▸ About this exercise: From the entries below, please output exactly the lines starting at the one containing "Target: white building" and ending at the one containing "Target: tree shadow", both included.

(Point localization data)
↓

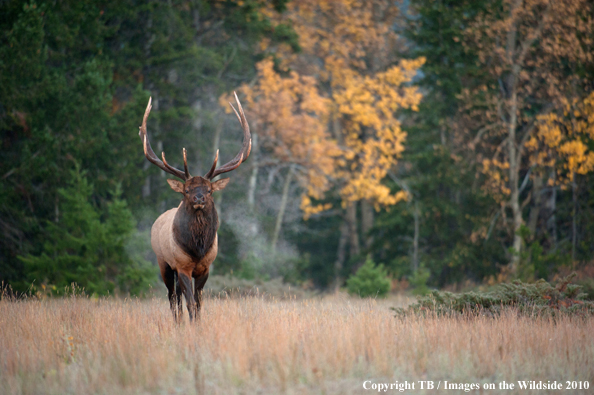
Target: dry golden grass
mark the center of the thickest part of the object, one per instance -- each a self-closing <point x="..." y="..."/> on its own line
<point x="251" y="345"/>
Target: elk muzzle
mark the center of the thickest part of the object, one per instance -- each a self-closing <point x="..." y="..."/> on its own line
<point x="198" y="201"/>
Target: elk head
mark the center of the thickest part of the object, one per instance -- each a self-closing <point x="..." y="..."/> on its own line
<point x="197" y="191"/>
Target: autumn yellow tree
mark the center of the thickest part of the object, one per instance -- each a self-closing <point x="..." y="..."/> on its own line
<point x="349" y="57"/>
<point x="529" y="51"/>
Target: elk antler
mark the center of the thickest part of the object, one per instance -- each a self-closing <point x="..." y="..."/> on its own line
<point x="244" y="152"/>
<point x="150" y="154"/>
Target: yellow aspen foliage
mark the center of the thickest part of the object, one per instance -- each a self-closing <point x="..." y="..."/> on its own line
<point x="334" y="109"/>
<point x="562" y="140"/>
<point x="290" y="117"/>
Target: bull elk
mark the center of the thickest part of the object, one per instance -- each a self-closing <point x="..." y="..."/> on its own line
<point x="185" y="238"/>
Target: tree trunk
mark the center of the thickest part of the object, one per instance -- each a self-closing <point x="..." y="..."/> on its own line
<point x="537" y="199"/>
<point x="367" y="222"/>
<point x="254" y="175"/>
<point x="574" y="217"/>
<point x="340" y="254"/>
<point x="283" y="206"/>
<point x="351" y="216"/>
<point x="415" y="260"/>
<point x="514" y="175"/>
<point x="551" y="207"/>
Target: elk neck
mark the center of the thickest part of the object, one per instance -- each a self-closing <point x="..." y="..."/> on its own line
<point x="195" y="230"/>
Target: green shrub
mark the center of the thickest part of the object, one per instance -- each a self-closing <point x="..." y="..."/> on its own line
<point x="370" y="280"/>
<point x="419" y="281"/>
<point x="87" y="246"/>
<point x="540" y="298"/>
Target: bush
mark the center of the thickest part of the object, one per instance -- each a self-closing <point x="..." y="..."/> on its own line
<point x="87" y="246"/>
<point x="540" y="298"/>
<point x="419" y="281"/>
<point x="370" y="280"/>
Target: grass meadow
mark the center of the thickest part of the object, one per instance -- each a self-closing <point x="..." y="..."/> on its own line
<point x="257" y="345"/>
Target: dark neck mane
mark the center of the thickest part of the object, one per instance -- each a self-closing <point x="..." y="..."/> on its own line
<point x="195" y="230"/>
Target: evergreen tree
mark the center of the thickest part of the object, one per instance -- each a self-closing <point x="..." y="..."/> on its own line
<point x="87" y="246"/>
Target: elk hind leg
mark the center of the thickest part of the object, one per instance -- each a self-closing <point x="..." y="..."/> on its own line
<point x="198" y="286"/>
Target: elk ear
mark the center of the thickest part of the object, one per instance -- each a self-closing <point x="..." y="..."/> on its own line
<point x="177" y="186"/>
<point x="220" y="184"/>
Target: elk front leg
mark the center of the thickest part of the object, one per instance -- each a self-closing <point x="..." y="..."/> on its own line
<point x="186" y="285"/>
<point x="168" y="275"/>
<point x="198" y="286"/>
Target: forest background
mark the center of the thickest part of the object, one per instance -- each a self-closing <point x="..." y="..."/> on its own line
<point x="450" y="141"/>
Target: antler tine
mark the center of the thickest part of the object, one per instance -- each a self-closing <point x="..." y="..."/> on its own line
<point x="148" y="150"/>
<point x="188" y="176"/>
<point x="245" y="150"/>
<point x="210" y="173"/>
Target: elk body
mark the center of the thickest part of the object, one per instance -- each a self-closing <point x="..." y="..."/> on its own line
<point x="185" y="238"/>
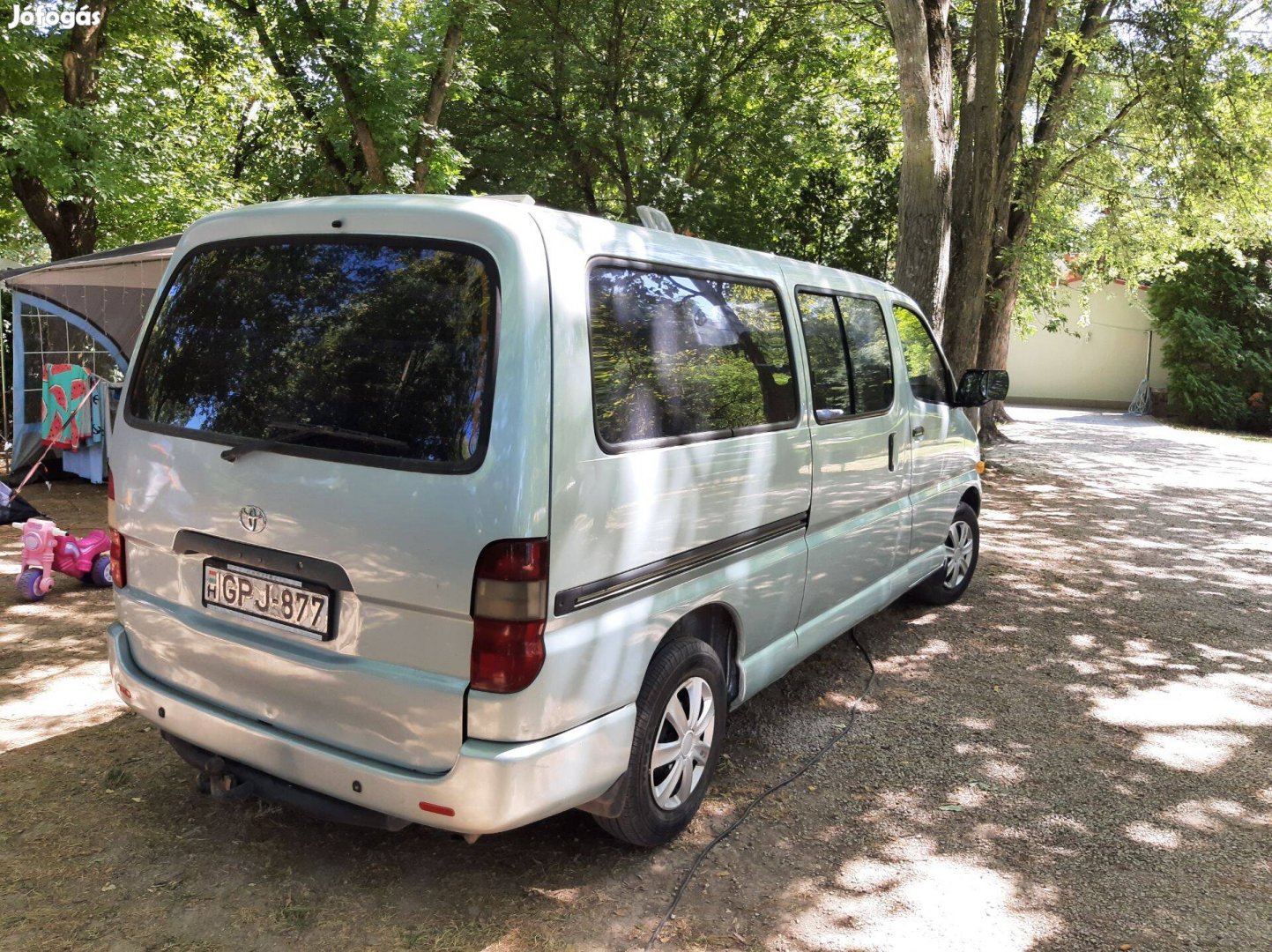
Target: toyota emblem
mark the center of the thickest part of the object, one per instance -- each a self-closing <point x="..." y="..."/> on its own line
<point x="252" y="518"/>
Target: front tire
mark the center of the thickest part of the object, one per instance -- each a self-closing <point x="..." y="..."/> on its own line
<point x="680" y="731"/>
<point x="29" y="584"/>
<point x="962" y="553"/>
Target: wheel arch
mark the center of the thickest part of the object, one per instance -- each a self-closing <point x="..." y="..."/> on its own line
<point x="972" y="496"/>
<point x="717" y="625"/>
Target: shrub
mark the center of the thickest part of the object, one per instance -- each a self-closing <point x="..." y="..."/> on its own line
<point x="1215" y="317"/>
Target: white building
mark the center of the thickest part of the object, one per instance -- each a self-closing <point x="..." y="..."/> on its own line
<point x="1098" y="361"/>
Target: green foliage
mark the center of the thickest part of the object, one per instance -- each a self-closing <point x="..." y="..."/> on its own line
<point x="164" y="138"/>
<point x="766" y="126"/>
<point x="1166" y="148"/>
<point x="1215" y="315"/>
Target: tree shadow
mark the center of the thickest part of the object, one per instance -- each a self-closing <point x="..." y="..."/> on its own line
<point x="1076" y="755"/>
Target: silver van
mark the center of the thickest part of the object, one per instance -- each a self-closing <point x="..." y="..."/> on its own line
<point x="465" y="512"/>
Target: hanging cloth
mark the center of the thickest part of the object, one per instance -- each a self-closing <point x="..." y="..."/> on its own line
<point x="66" y="415"/>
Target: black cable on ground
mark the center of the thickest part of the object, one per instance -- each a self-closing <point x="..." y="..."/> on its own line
<point x="740" y="817"/>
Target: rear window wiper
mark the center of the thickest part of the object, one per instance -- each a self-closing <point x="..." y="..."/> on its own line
<point x="301" y="430"/>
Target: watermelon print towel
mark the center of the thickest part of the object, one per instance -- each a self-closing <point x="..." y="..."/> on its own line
<point x="66" y="415"/>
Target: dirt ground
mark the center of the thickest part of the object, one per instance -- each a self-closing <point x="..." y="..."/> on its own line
<point x="1076" y="756"/>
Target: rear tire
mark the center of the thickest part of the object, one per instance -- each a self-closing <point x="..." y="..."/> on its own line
<point x="962" y="553"/>
<point x="100" y="572"/>
<point x="680" y="716"/>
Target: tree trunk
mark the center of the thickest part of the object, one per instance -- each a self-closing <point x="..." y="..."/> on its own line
<point x="430" y="120"/>
<point x="921" y="34"/>
<point x="69" y="226"/>
<point x="1018" y="203"/>
<point x="976" y="183"/>
<point x="349" y="96"/>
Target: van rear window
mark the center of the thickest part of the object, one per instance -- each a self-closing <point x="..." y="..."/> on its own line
<point x="678" y="357"/>
<point x="374" y="350"/>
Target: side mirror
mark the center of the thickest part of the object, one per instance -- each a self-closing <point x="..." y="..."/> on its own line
<point x="978" y="387"/>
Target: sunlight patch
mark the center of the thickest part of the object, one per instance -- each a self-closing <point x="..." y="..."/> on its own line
<point x="1150" y="835"/>
<point x="1192" y="750"/>
<point x="74" y="699"/>
<point x="916" y="899"/>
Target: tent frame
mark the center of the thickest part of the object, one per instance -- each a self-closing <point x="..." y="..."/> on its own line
<point x="19" y="353"/>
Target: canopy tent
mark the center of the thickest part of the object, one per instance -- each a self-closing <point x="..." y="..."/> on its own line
<point x="83" y="311"/>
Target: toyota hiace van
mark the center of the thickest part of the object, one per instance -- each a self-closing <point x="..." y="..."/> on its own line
<point x="465" y="512"/>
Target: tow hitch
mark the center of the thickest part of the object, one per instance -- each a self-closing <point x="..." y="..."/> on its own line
<point x="215" y="779"/>
<point x="229" y="780"/>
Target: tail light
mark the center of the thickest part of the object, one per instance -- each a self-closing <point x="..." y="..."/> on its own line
<point x="118" y="559"/>
<point x="510" y="608"/>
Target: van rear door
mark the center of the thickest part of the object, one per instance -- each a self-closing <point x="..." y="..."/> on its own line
<point x="319" y="435"/>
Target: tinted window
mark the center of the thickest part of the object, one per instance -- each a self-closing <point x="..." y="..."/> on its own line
<point x="869" y="353"/>
<point x="379" y="349"/>
<point x="860" y="383"/>
<point x="675" y="355"/>
<point x="829" y="369"/>
<point x="924" y="364"/>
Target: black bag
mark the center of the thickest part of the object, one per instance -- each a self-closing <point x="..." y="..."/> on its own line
<point x="18" y="509"/>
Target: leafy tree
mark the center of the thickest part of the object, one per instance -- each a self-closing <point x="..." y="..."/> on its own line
<point x="1002" y="116"/>
<point x="770" y="126"/>
<point x="1215" y="316"/>
<point x="126" y="129"/>
<point x="369" y="82"/>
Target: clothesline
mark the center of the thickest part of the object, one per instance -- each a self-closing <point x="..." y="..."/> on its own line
<point x="83" y="400"/>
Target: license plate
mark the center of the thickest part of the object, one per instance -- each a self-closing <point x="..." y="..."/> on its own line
<point x="301" y="606"/>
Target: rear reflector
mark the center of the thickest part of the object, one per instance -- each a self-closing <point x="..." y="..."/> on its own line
<point x="118" y="559"/>
<point x="436" y="808"/>
<point x="509" y="607"/>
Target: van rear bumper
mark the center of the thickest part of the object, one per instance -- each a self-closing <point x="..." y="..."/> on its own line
<point x="493" y="787"/>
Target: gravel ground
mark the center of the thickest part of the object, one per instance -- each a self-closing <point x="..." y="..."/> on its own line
<point x="1076" y="756"/>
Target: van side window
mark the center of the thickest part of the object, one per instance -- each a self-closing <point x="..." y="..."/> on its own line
<point x="924" y="364"/>
<point x="859" y="381"/>
<point x="827" y="364"/>
<point x="872" y="357"/>
<point x="678" y="355"/>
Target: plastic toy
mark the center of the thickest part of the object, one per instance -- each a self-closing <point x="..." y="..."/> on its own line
<point x="48" y="549"/>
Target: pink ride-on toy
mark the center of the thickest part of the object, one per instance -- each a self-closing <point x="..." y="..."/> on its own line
<point x="46" y="549"/>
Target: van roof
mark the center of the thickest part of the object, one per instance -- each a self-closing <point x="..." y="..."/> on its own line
<point x="513" y="206"/>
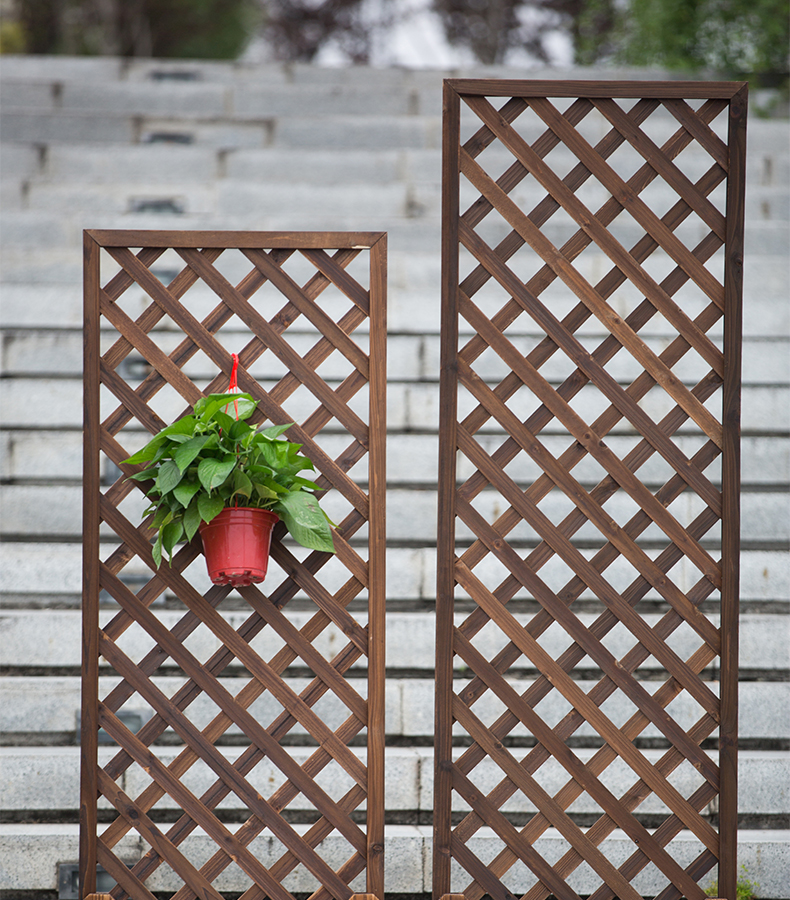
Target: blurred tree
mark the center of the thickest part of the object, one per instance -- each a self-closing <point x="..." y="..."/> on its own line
<point x="734" y="37"/>
<point x="297" y="29"/>
<point x="200" y="29"/>
<point x="491" y="28"/>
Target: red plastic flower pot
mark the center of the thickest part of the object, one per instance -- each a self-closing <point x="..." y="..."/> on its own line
<point x="236" y="544"/>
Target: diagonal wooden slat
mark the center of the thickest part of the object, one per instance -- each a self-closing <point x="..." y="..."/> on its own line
<point x="625" y="569"/>
<point x="267" y="257"/>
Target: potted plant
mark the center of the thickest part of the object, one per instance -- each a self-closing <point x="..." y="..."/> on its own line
<point x="216" y="474"/>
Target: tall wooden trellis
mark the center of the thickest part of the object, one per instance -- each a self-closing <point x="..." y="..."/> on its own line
<point x="163" y="312"/>
<point x="580" y="455"/>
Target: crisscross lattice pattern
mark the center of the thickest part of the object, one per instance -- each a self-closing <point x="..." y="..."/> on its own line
<point x="225" y="680"/>
<point x="588" y="502"/>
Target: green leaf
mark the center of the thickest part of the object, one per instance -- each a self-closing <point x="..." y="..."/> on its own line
<point x="212" y="472"/>
<point x="169" y="476"/>
<point x="242" y="484"/>
<point x="224" y="421"/>
<point x="305" y="520"/>
<point x="184" y="425"/>
<point x="209" y="507"/>
<point x="240" y="430"/>
<point x="245" y="407"/>
<point x="162" y="517"/>
<point x="147" y="453"/>
<point x="171" y="535"/>
<point x="185" y="491"/>
<point x="306" y="483"/>
<point x="145" y="474"/>
<point x="274" y="431"/>
<point x="187" y="452"/>
<point x="191" y="519"/>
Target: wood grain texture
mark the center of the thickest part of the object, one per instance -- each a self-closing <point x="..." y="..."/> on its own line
<point x="332" y="272"/>
<point x="501" y="426"/>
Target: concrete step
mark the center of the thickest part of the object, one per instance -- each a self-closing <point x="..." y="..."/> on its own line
<point x="51" y="511"/>
<point x="47" y="639"/>
<point x="410" y="357"/>
<point x="411" y="406"/>
<point x="46" y="779"/>
<point x="35" y="456"/>
<point x="46" y="706"/>
<point x="49" y="573"/>
<point x="407" y="850"/>
<point x="44" y="285"/>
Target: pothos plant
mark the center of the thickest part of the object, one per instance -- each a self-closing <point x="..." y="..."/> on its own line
<point x="209" y="459"/>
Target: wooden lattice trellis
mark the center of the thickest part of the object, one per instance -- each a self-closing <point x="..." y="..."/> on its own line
<point x="609" y="218"/>
<point x="307" y="311"/>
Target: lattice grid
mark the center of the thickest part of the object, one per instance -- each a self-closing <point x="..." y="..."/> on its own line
<point x="230" y="677"/>
<point x="588" y="526"/>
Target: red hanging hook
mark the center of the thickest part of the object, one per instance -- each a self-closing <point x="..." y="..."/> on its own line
<point x="233" y="384"/>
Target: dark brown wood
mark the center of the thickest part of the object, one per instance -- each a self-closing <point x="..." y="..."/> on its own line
<point x="445" y="546"/>
<point x="553" y="403"/>
<point x="267" y="256"/>
<point x="89" y="729"/>
<point x="731" y="486"/>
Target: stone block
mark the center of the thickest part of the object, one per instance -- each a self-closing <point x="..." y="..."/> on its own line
<point x="359" y="133"/>
<point x="78" y="127"/>
<point x="765" y="460"/>
<point x="765" y="517"/>
<point x="179" y="71"/>
<point x="46" y="704"/>
<point x="18" y="162"/>
<point x="43" y="778"/>
<point x="765" y="575"/>
<point x="38" y="67"/>
<point x="169" y="97"/>
<point x="141" y="163"/>
<point x="256" y="100"/>
<point x="33" y="454"/>
<point x="25" y="228"/>
<point x="53" y="352"/>
<point x="764" y="710"/>
<point x="12" y="196"/>
<point x="28" y="95"/>
<point x="41" y="568"/>
<point x="244" y="198"/>
<point x="220" y="135"/>
<point x="272" y="166"/>
<point x="123" y="199"/>
<point x="30" y="854"/>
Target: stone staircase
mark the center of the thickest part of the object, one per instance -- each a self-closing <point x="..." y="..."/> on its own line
<point x="103" y="143"/>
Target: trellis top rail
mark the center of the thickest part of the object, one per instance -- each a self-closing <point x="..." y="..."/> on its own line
<point x="686" y="90"/>
<point x="298" y="240"/>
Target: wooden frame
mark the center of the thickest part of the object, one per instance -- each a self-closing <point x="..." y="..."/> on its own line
<point x="243" y="282"/>
<point x="503" y="265"/>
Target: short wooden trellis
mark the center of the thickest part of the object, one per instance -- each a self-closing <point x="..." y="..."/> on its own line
<point x="582" y="203"/>
<point x="309" y="312"/>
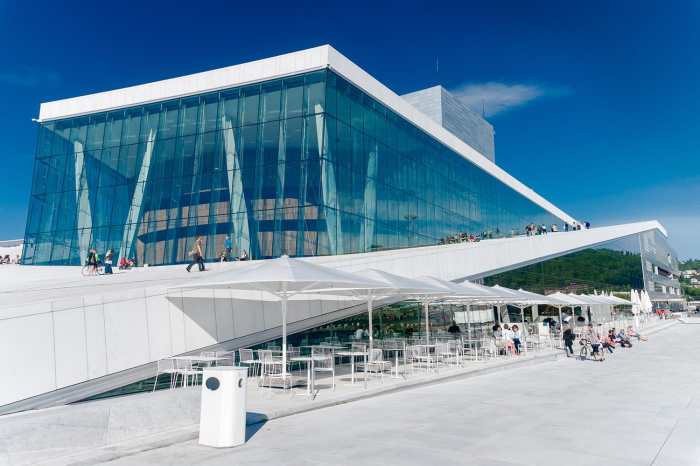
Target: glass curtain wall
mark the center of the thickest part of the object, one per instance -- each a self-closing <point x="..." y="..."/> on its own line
<point x="305" y="165"/>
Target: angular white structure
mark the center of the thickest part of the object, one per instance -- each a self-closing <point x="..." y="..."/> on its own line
<point x="63" y="338"/>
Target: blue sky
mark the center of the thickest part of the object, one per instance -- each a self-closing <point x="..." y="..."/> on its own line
<point x="595" y="104"/>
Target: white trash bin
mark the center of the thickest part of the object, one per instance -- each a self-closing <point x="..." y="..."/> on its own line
<point x="222" y="417"/>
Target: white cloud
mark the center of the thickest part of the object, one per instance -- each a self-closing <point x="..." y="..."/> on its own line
<point x="29" y="77"/>
<point x="495" y="97"/>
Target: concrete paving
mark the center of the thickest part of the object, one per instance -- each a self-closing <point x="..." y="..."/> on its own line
<point x="638" y="407"/>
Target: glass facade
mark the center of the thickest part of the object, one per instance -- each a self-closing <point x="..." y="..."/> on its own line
<point x="304" y="165"/>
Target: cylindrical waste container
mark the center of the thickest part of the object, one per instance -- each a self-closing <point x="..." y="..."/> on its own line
<point x="222" y="417"/>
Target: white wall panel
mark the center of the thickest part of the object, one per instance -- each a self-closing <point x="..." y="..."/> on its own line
<point x="27" y="357"/>
<point x="71" y="347"/>
<point x="224" y="315"/>
<point x="200" y="322"/>
<point x="127" y="337"/>
<point x="95" y="341"/>
<point x="158" y="314"/>
<point x="177" y="325"/>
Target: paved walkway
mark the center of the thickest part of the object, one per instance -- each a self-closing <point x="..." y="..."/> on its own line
<point x="636" y="408"/>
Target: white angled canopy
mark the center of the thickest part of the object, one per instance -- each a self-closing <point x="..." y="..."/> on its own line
<point x="285" y="276"/>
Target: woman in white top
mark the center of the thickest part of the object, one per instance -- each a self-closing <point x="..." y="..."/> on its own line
<point x="508" y="338"/>
<point x="516" y="338"/>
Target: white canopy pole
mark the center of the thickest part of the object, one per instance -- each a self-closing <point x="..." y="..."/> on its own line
<point x="371" y="332"/>
<point x="284" y="335"/>
<point x="426" y="305"/>
<point x="561" y="328"/>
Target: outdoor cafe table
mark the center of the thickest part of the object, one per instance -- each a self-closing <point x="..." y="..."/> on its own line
<point x="310" y="375"/>
<point x="396" y="350"/>
<point x="309" y="360"/>
<point x="352" y="355"/>
<point x="195" y="358"/>
<point x="473" y="344"/>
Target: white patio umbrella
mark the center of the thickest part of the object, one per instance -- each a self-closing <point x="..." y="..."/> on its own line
<point x="285" y="278"/>
<point x="520" y="299"/>
<point x="393" y="285"/>
<point x="536" y="298"/>
<point x="561" y="300"/>
<point x="447" y="289"/>
<point x="474" y="293"/>
<point x="648" y="306"/>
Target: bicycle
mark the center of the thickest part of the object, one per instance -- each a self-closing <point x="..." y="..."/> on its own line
<point x="587" y="348"/>
<point x="90" y="270"/>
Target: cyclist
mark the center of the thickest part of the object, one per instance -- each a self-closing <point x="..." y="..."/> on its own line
<point x="595" y="343"/>
<point x="569" y="338"/>
<point x="92" y="261"/>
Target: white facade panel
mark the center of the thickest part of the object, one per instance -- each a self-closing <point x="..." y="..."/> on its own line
<point x="71" y="347"/>
<point x="223" y="307"/>
<point x="200" y="322"/>
<point x="159" y="330"/>
<point x="126" y="334"/>
<point x="95" y="343"/>
<point x="27" y="357"/>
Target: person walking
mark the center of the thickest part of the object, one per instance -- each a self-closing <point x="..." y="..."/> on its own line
<point x="517" y="335"/>
<point x="569" y="338"/>
<point x="228" y="246"/>
<point x="197" y="255"/>
<point x="109" y="255"/>
<point x="92" y="261"/>
<point x="508" y="337"/>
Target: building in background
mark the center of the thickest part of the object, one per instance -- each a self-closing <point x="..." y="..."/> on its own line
<point x="464" y="122"/>
<point x="303" y="163"/>
<point x="302" y="154"/>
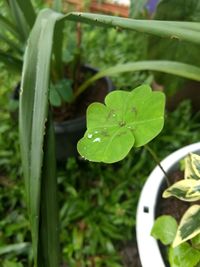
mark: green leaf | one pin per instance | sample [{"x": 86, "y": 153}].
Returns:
[
  {"x": 171, "y": 67},
  {"x": 28, "y": 11},
  {"x": 7, "y": 25},
  {"x": 164, "y": 229},
  {"x": 137, "y": 7},
  {"x": 11, "y": 62},
  {"x": 57, "y": 5},
  {"x": 184, "y": 255},
  {"x": 19, "y": 20},
  {"x": 12, "y": 264},
  {"x": 187, "y": 31},
  {"x": 15, "y": 248},
  {"x": 54, "y": 97},
  {"x": 187, "y": 190},
  {"x": 126, "y": 119},
  {"x": 33, "y": 117},
  {"x": 189, "y": 226},
  {"x": 196, "y": 242},
  {"x": 64, "y": 88},
  {"x": 195, "y": 161},
  {"x": 191, "y": 172}
]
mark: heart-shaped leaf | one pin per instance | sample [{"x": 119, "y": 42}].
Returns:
[
  {"x": 187, "y": 190},
  {"x": 127, "y": 119}
]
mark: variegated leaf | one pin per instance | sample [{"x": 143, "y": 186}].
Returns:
[
  {"x": 189, "y": 170},
  {"x": 187, "y": 190},
  {"x": 189, "y": 226}
]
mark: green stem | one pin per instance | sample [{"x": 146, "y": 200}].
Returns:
[{"x": 154, "y": 156}]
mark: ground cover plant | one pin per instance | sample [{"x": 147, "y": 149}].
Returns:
[
  {"x": 93, "y": 184},
  {"x": 35, "y": 123},
  {"x": 119, "y": 69}
]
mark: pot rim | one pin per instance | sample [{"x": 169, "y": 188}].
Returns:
[{"x": 148, "y": 247}]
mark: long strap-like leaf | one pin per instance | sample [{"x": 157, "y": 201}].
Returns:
[
  {"x": 28, "y": 11},
  {"x": 33, "y": 118},
  {"x": 34, "y": 112},
  {"x": 171, "y": 67},
  {"x": 186, "y": 31},
  {"x": 13, "y": 63}
]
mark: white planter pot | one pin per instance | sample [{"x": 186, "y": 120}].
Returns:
[{"x": 148, "y": 247}]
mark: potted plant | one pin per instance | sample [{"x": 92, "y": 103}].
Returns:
[
  {"x": 35, "y": 117},
  {"x": 148, "y": 206},
  {"x": 66, "y": 76}
]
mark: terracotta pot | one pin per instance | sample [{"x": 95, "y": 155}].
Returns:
[{"x": 69, "y": 132}]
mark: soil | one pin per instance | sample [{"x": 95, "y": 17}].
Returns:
[{"x": 169, "y": 206}]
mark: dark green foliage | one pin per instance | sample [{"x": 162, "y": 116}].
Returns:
[{"x": 174, "y": 49}]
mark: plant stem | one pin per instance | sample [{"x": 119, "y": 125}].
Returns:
[{"x": 154, "y": 156}]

↑

▸ Reply to the task:
Target: white building
mark the center of the thickest part of the object, one per instance -- each a self-closing <point x="..." y="..."/> on its own line
<point x="1098" y="361"/>
Target: green foliage
mark the center of the thickest part of the object, one per instance -- each a self-closing <point x="..." y="..."/> on its own line
<point x="164" y="138"/>
<point x="766" y="126"/>
<point x="1166" y="148"/>
<point x="1215" y="315"/>
Target: tree shadow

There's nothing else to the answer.